Mount Google Drive (Where the data file is stored)

In [3]:
from google.colab import drive
drive.mount('/content/drive')

Mounted at /content/drive


Import libraries.  

In [4]:
import time
import bcrypt
import ray

Two identical functions, one using the ray remote decorator and one that doesn't.

In [5]:
@ray.remote
def hash(password):
    # generate the salt
    salt = bcrypt.gensalt(8)
    # hash the password with the given salt
    hash = bcrypt.hashpw(password.encode(), salt)
    # return a tuple with the hash and the password
    return (hash,password)

# same logic as above
def test_hash(password):
    salt = bcrypt.gensalt(8)
    hash = bcrypt.hashpw(password.encode(), salt)
    return (hash,password)

Opens the data file and then creates then hashes each password twice. Goes through once with the assistance of Ray and then does it again sequentially.

In [6]:
# open the data file for reading from my google drive
password_file = open('/content/drive/My Drive/passwords.txt', 'r') 

# call just incase ray is already running
ray.shutdown()

# start up ray
ray.init()

# list of each line in the data file (each line is a password) (100000 passwords)

______________________________

Write out the lines of the password-hashing notebook between "# same logic" and "it again sequentially.", inclusive, word for word.

Data extract |
______________________________

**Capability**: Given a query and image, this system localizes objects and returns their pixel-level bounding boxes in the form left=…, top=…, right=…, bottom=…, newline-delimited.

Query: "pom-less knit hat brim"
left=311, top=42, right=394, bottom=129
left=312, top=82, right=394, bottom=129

______________________________

Task answer |
# same logic as above
def test_hash(password):
    salt = bcrypt.gensalt(8)
    hash = bcrypt.hashpw(password.encode(), salt)
    return (hash,password)

Opens the data file and then creates then hashes each password twice. Goes through once with the assistance of Ray and then does it again sequentially.